- **Data to examine**:
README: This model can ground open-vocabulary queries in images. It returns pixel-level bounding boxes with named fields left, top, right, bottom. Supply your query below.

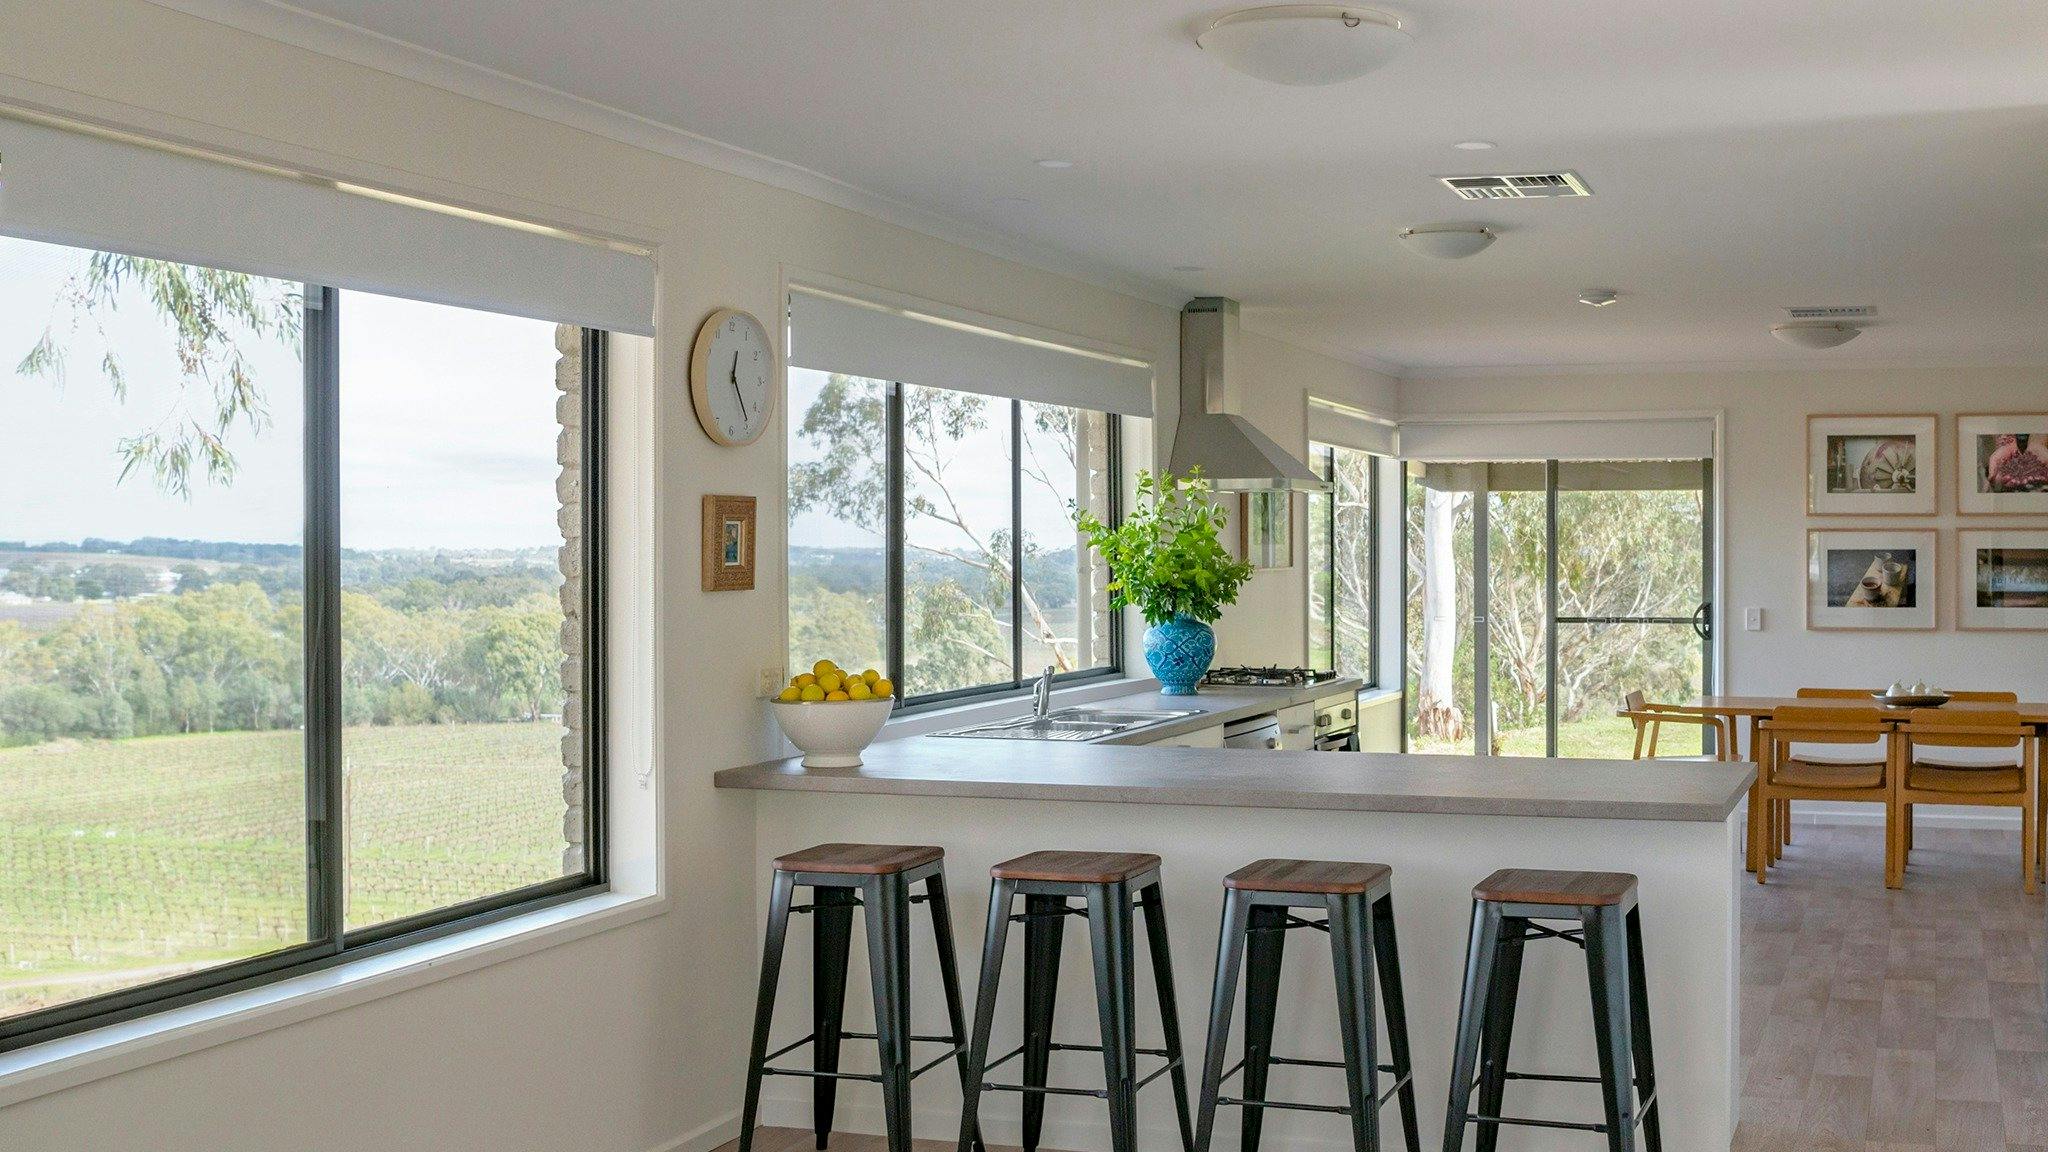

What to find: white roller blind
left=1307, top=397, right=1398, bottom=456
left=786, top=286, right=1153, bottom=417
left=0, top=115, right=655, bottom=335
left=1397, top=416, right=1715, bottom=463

- **Work instruction**:
Retype the whole listing. Keep every word exact but include no pictures.

- **Solved exercise**:
README: This model can ground open-vocabulary queries in images. It returns pixel-level bounding boxes with named fields left, top, right, bottom. Supply your query below.


What to find: white roller blind
left=1307, top=397, right=1398, bottom=456
left=786, top=286, right=1153, bottom=417
left=0, top=115, right=655, bottom=335
left=1397, top=416, right=1715, bottom=463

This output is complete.